EXERCISE GOAL
Take the data below and repeat it exactly.

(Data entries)
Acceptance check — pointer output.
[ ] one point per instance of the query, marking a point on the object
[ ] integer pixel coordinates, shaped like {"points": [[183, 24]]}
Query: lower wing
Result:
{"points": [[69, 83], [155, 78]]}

CORRECT RESULT
Acceptance check — pointer output.
[ ] one point per instance of the query, marking a point on the object
[ ] integer pixel coordinates, shaped like {"points": [[183, 24]]}
Query: lower wing
Result:
{"points": [[69, 83], [155, 78]]}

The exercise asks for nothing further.